(Image-grounded pointing data)
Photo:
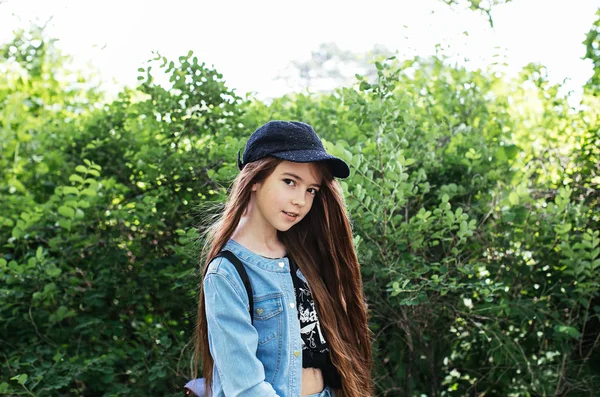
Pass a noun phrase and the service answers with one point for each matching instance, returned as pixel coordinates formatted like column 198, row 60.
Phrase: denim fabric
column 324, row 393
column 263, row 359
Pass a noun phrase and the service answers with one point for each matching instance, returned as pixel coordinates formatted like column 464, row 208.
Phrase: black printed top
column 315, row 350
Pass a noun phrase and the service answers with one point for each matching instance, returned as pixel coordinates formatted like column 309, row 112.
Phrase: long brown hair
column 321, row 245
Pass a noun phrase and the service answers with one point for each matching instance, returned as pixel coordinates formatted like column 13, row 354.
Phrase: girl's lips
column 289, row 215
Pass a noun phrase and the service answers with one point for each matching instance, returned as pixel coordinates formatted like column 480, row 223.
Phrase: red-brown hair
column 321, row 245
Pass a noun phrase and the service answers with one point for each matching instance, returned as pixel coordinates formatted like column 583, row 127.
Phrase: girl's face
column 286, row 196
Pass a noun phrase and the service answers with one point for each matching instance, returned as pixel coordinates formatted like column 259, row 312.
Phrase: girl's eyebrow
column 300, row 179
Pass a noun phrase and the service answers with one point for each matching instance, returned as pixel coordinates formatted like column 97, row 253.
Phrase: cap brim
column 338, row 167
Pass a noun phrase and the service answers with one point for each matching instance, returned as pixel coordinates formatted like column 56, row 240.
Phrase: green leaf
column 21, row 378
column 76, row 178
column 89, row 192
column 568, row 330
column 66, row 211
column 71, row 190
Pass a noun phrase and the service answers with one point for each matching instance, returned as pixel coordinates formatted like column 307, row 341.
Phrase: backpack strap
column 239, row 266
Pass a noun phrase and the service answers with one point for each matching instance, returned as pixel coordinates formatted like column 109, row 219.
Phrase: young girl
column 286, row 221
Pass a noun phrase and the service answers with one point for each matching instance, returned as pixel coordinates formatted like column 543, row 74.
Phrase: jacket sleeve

■ EXERCISE AIM ■
In the lines above, locate the string "formatted". Copy every line where it occurs.

■ ANSWER SECTION ■
Pass a noun phrase and the service answers with one point for each matching instance, returned as pixel coordinates formatted like column 198, row 60.
Pass a noun phrase and the service answers with one point for each matching instance, returned as pixel coordinates formatted like column 464, row 208.
Pass a noun phrase and the service answers with one point for each matching instance, returned as pixel coordinates formatted like column 309, row 112.
Pass a noun phrase and the service answers with one point for each matching instance, returned as pixel coordinates formatted like column 13, row 354.
Pass a noun phrase and the service answers with one point for each matching instance, returned as pixel coordinates formatted like column 480, row 223.
Pass a noun phrase and the service answers with one point for each matching instance, returned as pixel coordinates formatted like column 583, row 127.
Pass a noun phrase and the service answers with one point for each matching instance, returned as pixel coordinates formatted like column 259, row 312.
Pass a noun phrase and the service answers with one point for each matching instance, returned as pixel coordinates formatted like column 97, row 253.
Pass a noun phrase and the service answers with one point for each matching instance, returned as pixel coordinates formatted like column 56, row 240.
Pass a noun phrase and the service answers with one point for each matching instance, returned as pixel coordinates formatted like column 307, row 341.
Pass a noun phrase and the service answers with one point for each matching instance, returned as pixel coordinates formatted like column 109, row 219.
Pass a noun phrase and the service answers with one point for each matching instance, returned as pixel coordinates formatted like column 543, row 74.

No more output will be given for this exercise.